#### Page text
--*--

By Jonathan Baird – November 16, 2021

intangible vs tangible assets

THE INTANGIBLE STOCK MARKET?

The ratio of tangible to intangible (e.g., goodwill) has changed substantially over the years. In 1975 fully 83% of the S&P 500’s total assets were classed as tangible. That number has now fallen to 10% versus 90% that are intangible.

The trend to a higher ratio of intangible assets on balance sheets began around 1990, which coincides with the rapid evolution of technology that has produced today’s digital world. Technology related companies tend to be valued more by their perceived business franchises than by their tangible assets, so their balance sheets are typically characterized by high levels of intangible assets. As the influence of technology companies’ influence on market indices has grown (especially after the advent of the internet) the percentage of tangible assets carried on the balance sheets of S&P 500 companies fell dramatically.

Rising stock markets over the past 30 years have further exacerbated the dominance of intangible assets on balance sheets, as companies found it easy to issue stock at multiples of book value, which further diminishes the role of tangible assets on balance sheets. The popularity of stock buybacks over the past decade (primarily by companies trading at multiples of book value) has served to amplify this trend.

Not surprisingly, this period of decline in tangible assets on balance sheets has coincided with the underperformance of value stocks compared to growth stocks.

--*--

#### Source data

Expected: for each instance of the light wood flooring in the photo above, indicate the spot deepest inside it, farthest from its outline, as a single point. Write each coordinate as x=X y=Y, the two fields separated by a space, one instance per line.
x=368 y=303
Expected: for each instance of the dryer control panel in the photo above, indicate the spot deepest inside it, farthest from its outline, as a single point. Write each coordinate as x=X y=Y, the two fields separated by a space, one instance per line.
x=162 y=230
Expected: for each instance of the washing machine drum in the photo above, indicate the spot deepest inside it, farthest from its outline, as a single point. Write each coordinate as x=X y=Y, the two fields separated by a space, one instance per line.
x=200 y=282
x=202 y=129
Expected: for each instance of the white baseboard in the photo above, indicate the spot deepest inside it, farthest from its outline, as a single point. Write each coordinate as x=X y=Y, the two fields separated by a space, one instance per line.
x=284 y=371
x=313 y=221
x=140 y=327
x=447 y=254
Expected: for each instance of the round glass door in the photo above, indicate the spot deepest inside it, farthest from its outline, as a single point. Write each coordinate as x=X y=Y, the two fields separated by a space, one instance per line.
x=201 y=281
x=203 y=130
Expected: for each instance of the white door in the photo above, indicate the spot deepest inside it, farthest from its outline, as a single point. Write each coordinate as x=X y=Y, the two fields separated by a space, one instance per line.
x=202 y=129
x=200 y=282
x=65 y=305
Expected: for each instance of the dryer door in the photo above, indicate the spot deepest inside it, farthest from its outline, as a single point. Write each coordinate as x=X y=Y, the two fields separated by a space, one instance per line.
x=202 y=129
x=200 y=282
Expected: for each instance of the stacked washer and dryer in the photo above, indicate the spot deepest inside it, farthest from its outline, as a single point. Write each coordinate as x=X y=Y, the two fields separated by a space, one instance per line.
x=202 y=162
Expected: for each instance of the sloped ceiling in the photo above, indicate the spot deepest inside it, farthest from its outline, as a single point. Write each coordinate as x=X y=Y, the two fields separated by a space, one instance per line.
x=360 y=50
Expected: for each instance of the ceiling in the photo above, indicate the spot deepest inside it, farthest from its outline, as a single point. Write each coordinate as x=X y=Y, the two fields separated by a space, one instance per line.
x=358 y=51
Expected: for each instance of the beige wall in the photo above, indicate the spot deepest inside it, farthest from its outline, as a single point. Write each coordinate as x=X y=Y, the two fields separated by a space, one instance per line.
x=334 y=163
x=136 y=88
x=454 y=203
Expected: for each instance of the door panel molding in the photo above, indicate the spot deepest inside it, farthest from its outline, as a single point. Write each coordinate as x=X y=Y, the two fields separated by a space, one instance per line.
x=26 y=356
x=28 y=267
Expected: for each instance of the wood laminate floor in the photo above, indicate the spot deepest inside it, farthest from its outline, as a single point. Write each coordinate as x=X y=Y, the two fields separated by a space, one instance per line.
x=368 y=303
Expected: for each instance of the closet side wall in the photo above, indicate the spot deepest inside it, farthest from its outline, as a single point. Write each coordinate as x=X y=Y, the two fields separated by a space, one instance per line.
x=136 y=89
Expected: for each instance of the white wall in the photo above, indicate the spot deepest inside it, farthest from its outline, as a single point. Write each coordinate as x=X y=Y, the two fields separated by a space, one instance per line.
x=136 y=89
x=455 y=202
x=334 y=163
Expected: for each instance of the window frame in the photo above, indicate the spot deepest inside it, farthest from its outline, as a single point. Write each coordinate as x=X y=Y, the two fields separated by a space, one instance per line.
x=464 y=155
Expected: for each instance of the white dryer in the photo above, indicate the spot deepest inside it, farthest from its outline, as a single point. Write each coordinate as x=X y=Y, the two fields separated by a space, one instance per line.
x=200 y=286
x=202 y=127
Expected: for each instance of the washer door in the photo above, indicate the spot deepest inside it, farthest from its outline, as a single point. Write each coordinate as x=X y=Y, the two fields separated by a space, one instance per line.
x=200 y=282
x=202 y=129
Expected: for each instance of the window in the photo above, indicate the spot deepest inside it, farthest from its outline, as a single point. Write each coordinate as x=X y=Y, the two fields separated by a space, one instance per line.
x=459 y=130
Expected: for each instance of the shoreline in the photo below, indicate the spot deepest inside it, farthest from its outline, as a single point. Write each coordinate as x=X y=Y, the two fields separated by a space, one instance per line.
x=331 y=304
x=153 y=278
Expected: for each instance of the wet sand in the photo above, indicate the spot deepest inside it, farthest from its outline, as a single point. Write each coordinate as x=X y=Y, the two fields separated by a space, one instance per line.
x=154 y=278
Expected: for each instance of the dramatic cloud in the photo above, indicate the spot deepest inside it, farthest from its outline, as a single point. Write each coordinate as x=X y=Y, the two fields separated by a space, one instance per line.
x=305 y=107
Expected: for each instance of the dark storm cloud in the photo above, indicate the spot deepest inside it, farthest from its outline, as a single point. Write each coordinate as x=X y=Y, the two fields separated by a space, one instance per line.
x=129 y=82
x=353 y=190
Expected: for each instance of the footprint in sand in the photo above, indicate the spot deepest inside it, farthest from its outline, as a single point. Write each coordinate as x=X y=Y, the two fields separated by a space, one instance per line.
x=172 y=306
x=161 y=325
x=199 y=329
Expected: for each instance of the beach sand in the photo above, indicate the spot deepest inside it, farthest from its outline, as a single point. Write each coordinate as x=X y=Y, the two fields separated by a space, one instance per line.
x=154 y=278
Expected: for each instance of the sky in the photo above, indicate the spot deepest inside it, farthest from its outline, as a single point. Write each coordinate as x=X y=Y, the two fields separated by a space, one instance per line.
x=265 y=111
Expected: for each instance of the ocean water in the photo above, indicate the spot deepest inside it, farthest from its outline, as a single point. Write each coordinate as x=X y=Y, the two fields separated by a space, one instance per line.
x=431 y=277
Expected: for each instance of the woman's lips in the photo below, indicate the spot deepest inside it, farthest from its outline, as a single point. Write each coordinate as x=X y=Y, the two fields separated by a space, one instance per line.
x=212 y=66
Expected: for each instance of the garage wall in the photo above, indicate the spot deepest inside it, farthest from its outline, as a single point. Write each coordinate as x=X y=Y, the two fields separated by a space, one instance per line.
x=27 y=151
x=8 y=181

--*--

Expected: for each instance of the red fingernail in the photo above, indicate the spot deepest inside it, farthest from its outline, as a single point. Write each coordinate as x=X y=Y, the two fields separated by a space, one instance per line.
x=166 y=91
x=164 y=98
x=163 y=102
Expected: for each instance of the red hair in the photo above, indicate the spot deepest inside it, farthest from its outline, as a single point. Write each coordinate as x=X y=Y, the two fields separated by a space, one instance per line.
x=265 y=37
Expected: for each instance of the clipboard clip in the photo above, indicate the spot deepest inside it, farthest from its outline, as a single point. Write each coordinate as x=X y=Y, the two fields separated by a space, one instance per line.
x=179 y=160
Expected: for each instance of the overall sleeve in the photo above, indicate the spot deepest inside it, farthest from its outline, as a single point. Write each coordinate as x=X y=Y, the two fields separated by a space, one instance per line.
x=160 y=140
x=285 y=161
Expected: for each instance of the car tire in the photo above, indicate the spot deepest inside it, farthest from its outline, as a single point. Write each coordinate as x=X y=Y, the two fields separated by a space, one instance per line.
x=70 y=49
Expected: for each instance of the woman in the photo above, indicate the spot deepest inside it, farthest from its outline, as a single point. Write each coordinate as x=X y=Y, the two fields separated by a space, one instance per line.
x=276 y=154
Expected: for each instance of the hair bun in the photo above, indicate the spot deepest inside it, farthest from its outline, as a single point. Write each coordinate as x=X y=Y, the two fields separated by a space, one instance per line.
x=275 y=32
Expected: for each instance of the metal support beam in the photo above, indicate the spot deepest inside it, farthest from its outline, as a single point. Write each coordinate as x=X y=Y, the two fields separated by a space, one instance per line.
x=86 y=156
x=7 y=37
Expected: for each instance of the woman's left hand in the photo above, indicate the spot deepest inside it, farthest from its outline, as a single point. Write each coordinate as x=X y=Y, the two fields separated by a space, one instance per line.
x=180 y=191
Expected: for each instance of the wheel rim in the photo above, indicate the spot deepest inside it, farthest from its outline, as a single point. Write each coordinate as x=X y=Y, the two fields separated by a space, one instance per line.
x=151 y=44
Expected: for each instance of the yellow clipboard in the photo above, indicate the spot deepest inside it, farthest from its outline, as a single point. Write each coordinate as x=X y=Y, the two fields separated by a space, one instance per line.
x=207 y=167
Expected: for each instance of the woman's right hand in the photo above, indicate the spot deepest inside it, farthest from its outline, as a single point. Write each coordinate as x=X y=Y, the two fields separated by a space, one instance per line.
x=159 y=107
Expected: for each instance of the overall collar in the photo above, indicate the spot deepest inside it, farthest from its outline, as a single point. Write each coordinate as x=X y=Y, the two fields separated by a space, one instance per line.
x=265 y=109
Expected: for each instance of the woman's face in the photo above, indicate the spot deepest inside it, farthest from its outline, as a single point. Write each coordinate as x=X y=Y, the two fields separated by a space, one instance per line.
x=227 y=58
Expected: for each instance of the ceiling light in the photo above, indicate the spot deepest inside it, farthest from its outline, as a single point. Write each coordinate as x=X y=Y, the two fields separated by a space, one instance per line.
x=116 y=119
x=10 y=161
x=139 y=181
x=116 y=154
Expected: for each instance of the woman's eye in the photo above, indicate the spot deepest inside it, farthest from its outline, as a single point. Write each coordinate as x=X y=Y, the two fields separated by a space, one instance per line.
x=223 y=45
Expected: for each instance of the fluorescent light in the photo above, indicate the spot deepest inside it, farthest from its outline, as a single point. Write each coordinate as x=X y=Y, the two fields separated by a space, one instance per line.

--*--

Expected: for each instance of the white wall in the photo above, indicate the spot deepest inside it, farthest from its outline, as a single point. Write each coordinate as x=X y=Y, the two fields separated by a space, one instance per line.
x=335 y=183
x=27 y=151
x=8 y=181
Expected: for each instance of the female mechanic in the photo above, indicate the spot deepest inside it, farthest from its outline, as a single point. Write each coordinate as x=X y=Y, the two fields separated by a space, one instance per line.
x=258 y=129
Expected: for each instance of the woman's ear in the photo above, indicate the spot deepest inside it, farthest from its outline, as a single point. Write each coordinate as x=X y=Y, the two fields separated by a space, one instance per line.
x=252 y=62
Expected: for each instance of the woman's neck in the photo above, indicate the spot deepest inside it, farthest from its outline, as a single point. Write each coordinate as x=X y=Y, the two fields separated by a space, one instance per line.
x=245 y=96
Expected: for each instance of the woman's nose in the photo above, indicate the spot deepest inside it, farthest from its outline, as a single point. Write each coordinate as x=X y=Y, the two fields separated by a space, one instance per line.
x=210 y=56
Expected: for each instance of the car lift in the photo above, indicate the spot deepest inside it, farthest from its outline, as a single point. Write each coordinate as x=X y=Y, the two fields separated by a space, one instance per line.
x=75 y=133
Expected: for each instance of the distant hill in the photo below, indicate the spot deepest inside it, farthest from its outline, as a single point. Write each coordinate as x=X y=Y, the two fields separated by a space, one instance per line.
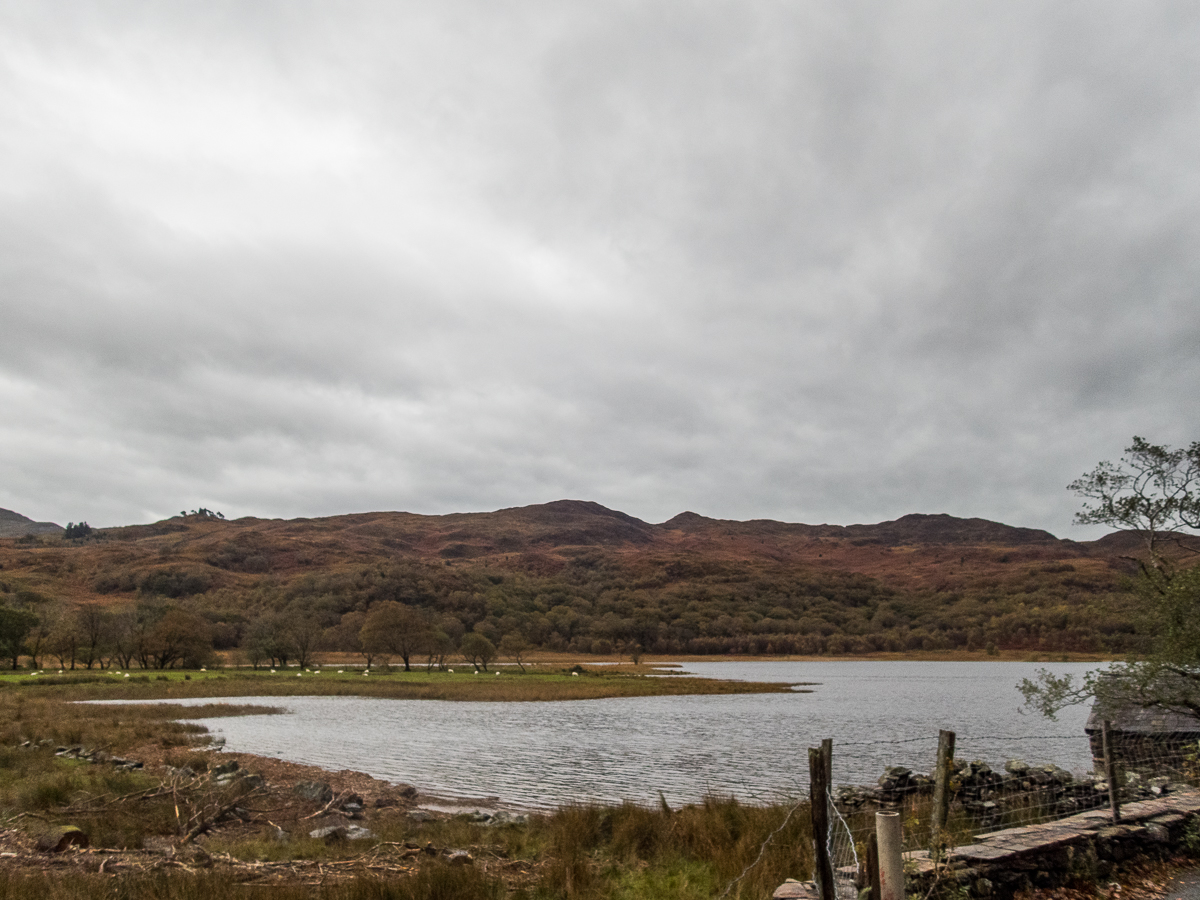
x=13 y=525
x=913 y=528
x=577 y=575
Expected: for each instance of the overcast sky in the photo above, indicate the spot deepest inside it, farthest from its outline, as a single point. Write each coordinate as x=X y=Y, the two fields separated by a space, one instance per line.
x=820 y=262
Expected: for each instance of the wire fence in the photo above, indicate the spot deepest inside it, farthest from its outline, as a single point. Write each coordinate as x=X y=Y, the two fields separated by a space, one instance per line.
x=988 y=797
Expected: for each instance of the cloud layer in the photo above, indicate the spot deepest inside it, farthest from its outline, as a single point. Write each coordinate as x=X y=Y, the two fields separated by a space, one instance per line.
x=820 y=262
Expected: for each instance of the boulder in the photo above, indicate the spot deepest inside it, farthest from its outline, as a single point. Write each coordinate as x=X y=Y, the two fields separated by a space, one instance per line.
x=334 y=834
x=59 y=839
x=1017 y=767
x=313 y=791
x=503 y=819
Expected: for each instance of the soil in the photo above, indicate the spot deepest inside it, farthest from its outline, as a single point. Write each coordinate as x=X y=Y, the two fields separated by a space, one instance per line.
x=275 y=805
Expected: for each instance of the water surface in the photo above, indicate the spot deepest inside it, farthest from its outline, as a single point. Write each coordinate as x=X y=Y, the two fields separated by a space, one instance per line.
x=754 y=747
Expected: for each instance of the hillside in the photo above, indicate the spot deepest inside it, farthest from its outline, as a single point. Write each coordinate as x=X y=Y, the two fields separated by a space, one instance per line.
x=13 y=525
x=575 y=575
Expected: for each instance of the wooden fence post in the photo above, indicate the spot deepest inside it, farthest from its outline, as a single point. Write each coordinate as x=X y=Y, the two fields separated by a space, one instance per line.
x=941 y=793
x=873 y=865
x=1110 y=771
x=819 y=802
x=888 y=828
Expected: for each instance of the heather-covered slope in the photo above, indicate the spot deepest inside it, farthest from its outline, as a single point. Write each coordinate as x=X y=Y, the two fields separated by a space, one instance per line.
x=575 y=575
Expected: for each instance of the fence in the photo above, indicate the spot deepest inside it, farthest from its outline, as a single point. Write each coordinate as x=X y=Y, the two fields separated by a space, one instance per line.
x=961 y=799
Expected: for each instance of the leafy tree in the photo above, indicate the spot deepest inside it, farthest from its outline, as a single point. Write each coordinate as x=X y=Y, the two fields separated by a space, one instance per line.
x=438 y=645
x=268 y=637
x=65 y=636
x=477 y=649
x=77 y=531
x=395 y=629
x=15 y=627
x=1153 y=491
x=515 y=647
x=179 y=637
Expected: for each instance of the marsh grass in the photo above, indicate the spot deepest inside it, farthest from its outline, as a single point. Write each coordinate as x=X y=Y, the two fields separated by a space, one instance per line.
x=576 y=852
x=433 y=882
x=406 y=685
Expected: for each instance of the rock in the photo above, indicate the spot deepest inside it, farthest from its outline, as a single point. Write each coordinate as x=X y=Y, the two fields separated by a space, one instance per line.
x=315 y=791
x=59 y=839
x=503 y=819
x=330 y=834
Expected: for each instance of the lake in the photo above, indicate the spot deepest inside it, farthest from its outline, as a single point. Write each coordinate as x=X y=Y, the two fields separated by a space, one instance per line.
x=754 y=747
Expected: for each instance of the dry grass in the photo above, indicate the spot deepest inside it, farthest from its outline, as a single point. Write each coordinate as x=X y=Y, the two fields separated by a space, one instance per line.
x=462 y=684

--*--

#### Set of tasks
a: Answer these from the article on tangible versus intangible assets:
(i) What share of the S&P 500's total assets was classed as tangible in 1975?
(ii) Around what year did the trend toward more intangible assets on balance sheets begin?
(iii) What change in stock performance has coincided with the decline in tangible assets?
b: According to the article on tangible versus intangible assets, why do technology-related companies typically carry high levels of intangible assets?
c: Carry on the article on tangible versus intangible assets from its last paragraph.

#### Results of the exercise
a:
(i) 83%
(ii) Around 1990
(iii) Value stocks have underperformed growth stocks.

b: Technology-related companies tend to be valued more by their perceived business franchises than by their tangible assets. As a result, their balance sheets are typically characterized by high levels of intangible assets.

c:
This trend appears unlikely to change substantively as technology-related companies are likely to continue to dominate markets for some time.

That is not to say that value investing no longer has a role. Valuation remains a major influence of future investment returns, which is one factor in our belief that the current risk/reward proposition offered by markets is less than compelling. That said, the rise in the importance of intangible assets in recent decades
serves as a lesson that, as investors, we must strive to be alert to secular market changes such as technological advances.

Technological innovation will continue to exert a significant influence in the coming years, but we are not short of other potential catalysts for market volatility. The fragile global economy and deteriorating geopolitical climate, inflation and the prospect of rising interest rates, and the still uncertain resolution of the COVID pandemic could all play a role in making the next decade challenging for investors.